» SELECTION:
** begin **
This comes as Pakistani police have, for the past month, been using various methods to alert and inform refugees that they must leave the country by November 1. A video of a police official from this country is circulating on social media, showing him announcing the Interior Ministry’s deadline through a mosque’s loudspeaker. In the video, he states, “All illegal Afghans are informed to leave the area immediately.” He urges Pakistani citizens to evict Afghan migrants who do not possess residence visas from their homes.

According to the directive from the Pakistani Ministry of Interior, homeowners of refugee accommodations whose residence visas have expired have been requested to vacate their rented houses by the first of November. Currently, thousands of refugees are in a state of distress, emphasizing that they have applied for visa extensions. Still, the Pakistani Ministry of Interior has not issued their visas, and they lack the means to purchase visas through the black market.

Jamshid (pseudonym) is one of the Afghan journalists who has relocated to Pakistan due to security threats. Speaking with the Hasht-e Subh Daily, he expresses frustration over the lack of a clear policy by the Pakistani government towards refugees. Jamshid states, “Pakistan’s policy on refugees is unclear. Every day, the authorities of this country make new statements. They previously said that those registered with the UNHCR would not be deported, but now they have stated again that anyone registered with the United Nations will be expelled.”

This journalist adds that his life is in danger, and if he is deported to Afghanistan, the Taliban will detain him. He emphasizes, “Our lives are at risk. We have visas, but they don’t extend our visas. These are our problems. Our request to the United Nations and the Pakistani government is that they do not deport those whose lives are in danger.”
** end **
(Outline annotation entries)
** begin **
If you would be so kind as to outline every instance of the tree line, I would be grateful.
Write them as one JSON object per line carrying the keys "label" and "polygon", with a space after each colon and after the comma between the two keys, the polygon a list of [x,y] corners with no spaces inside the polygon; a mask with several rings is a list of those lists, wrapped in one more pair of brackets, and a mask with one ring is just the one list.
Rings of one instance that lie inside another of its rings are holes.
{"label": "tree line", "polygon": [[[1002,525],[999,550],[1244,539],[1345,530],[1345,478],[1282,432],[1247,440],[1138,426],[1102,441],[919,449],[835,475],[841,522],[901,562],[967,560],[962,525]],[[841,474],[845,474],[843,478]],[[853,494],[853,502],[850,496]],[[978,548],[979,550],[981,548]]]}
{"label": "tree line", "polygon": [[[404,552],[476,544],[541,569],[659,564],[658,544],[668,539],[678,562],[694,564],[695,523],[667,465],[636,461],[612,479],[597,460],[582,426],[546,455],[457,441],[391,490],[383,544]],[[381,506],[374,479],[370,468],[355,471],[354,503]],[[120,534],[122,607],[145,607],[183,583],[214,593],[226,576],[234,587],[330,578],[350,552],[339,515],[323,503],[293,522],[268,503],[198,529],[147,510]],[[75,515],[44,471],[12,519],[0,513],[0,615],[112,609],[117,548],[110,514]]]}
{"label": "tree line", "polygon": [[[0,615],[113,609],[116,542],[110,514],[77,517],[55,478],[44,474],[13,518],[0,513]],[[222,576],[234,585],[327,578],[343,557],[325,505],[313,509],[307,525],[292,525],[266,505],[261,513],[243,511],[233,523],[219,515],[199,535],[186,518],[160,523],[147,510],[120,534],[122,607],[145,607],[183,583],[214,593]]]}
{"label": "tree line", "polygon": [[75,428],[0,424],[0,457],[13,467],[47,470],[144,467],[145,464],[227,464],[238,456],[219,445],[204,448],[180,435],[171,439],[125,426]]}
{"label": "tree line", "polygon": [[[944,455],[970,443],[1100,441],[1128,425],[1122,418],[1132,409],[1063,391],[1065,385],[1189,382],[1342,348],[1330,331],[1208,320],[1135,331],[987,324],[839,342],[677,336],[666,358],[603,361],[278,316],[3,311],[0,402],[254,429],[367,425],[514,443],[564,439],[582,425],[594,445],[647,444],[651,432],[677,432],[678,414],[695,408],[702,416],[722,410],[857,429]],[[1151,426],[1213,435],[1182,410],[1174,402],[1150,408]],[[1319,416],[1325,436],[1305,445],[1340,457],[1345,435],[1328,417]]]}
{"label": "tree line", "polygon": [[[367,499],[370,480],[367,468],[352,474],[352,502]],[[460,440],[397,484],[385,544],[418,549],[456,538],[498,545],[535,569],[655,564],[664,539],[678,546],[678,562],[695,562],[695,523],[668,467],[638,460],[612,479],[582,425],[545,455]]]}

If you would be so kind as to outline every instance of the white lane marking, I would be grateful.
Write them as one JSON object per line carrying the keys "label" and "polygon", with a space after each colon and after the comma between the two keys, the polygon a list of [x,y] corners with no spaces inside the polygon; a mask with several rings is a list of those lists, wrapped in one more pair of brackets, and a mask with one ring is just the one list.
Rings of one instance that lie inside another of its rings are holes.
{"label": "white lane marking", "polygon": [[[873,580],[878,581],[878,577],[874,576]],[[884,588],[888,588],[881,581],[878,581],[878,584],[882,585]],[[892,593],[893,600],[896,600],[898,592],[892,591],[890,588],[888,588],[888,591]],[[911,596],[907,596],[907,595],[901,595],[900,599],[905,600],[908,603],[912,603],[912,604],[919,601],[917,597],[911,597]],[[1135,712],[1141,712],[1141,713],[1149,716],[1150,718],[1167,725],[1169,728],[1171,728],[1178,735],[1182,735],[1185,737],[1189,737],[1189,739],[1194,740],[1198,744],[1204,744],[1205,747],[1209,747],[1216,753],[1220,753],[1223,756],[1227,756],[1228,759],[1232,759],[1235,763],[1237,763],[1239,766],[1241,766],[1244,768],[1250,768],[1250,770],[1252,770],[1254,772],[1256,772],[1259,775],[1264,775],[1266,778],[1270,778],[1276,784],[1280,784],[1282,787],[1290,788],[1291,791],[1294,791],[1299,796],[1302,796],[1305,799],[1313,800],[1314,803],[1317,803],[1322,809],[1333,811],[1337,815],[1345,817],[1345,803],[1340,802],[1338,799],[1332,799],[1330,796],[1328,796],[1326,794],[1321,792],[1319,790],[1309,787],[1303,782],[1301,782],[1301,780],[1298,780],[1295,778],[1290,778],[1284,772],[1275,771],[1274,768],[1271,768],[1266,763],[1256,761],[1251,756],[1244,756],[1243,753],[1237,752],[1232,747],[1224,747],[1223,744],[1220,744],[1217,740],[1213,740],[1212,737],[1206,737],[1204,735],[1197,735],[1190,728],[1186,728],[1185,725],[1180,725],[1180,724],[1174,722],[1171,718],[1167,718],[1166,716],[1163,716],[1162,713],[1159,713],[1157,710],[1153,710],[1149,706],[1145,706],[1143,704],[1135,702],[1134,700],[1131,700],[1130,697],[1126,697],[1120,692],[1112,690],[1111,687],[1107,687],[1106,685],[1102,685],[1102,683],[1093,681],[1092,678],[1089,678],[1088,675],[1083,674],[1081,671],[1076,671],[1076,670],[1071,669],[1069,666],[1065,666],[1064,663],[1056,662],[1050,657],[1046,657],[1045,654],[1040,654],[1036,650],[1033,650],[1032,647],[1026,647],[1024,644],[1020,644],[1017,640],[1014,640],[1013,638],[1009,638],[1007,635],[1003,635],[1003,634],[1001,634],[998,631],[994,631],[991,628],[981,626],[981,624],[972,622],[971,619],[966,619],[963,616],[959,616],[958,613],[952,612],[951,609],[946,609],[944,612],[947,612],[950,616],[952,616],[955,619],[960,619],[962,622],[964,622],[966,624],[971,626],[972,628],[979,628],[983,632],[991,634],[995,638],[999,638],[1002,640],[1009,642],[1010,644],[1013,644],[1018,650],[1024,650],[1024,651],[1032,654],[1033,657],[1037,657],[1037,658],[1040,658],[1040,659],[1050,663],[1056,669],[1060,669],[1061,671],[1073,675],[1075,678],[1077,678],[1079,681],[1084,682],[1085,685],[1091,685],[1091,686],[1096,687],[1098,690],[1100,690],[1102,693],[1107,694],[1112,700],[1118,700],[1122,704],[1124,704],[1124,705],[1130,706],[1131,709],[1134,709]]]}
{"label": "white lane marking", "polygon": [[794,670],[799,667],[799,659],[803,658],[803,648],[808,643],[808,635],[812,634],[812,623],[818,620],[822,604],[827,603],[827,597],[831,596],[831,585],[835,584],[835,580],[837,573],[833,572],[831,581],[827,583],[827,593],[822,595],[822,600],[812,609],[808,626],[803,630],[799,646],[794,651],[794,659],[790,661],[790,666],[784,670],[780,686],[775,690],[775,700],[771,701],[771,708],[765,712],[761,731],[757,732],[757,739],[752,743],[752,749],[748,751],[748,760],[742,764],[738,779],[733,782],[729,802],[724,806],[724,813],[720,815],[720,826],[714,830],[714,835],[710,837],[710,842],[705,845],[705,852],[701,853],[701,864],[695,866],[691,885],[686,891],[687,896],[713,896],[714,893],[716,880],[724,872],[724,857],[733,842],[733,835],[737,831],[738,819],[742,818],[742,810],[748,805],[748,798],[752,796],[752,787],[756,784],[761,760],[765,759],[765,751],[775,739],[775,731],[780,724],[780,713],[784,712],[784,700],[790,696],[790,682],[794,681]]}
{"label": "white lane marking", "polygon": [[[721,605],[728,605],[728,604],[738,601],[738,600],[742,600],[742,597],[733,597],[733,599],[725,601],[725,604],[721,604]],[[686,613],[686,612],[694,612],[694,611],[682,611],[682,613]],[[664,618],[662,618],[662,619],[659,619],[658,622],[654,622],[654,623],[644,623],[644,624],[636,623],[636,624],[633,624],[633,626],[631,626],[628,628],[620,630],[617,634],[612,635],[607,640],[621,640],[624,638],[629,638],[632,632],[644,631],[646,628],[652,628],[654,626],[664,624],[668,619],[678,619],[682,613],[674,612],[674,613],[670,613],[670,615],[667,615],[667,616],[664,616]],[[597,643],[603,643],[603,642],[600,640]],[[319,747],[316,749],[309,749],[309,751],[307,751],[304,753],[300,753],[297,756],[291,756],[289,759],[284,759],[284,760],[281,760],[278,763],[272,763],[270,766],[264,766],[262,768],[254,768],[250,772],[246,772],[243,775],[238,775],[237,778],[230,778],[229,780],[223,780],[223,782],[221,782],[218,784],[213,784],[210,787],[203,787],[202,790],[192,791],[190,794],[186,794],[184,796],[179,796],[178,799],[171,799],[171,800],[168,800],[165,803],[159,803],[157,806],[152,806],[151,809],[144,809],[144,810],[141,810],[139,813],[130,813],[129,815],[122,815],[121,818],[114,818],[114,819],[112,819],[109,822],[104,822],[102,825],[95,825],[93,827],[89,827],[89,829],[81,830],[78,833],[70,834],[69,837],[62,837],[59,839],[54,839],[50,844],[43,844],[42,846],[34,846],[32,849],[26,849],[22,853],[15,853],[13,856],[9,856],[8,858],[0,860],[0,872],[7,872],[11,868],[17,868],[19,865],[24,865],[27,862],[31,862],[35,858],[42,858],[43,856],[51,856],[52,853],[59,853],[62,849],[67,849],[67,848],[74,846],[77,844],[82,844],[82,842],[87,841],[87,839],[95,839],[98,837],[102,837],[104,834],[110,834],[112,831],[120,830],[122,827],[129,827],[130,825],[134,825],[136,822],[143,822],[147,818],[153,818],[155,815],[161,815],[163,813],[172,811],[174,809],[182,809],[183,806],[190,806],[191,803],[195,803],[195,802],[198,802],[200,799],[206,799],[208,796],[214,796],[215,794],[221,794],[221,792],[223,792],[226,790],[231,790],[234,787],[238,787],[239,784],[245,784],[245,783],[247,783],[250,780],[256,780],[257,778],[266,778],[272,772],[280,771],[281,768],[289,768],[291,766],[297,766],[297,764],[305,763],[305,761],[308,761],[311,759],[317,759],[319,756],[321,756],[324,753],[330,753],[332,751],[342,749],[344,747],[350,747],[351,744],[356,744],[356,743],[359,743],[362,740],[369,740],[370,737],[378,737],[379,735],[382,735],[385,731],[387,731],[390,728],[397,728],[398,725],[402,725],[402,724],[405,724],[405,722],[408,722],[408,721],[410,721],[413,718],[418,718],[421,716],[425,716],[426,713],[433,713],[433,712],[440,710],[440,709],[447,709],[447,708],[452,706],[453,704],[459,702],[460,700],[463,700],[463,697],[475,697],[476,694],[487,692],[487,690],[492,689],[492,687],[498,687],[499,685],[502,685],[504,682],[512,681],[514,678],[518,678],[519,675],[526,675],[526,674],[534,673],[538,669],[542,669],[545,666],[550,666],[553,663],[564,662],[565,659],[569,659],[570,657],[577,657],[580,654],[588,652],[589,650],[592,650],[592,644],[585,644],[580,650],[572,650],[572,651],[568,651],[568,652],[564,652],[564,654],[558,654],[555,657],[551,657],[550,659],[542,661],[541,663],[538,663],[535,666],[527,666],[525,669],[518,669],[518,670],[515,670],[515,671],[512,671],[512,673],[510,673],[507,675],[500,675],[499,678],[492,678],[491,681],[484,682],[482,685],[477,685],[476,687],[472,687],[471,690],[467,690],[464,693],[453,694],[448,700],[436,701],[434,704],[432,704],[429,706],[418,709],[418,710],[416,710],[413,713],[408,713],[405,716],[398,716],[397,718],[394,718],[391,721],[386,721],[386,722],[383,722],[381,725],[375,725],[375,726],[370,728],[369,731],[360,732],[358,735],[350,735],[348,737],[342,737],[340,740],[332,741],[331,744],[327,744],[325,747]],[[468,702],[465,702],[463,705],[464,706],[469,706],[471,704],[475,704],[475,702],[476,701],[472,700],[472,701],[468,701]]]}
** end **
» WRITTEN INSTRUCTION:
Based on the refugee article, answer yes or no for each statement and quote the exact words that decide it: 1. A police official announced the deadline over a mosque's loudspeaker. 2. Jamshid says he has no visa. 3. Refugees were told to leave the country by November 1. The entries are separate from the text about refugees in Pakistan.

» RESULT:
1. Yes: "announcing the Interior Ministry’s deadline through a mosque’s loudspeaker"
2. No: "We have visas, but they don’t extend our visas."
3. Yes: "they must leave the country by November 1"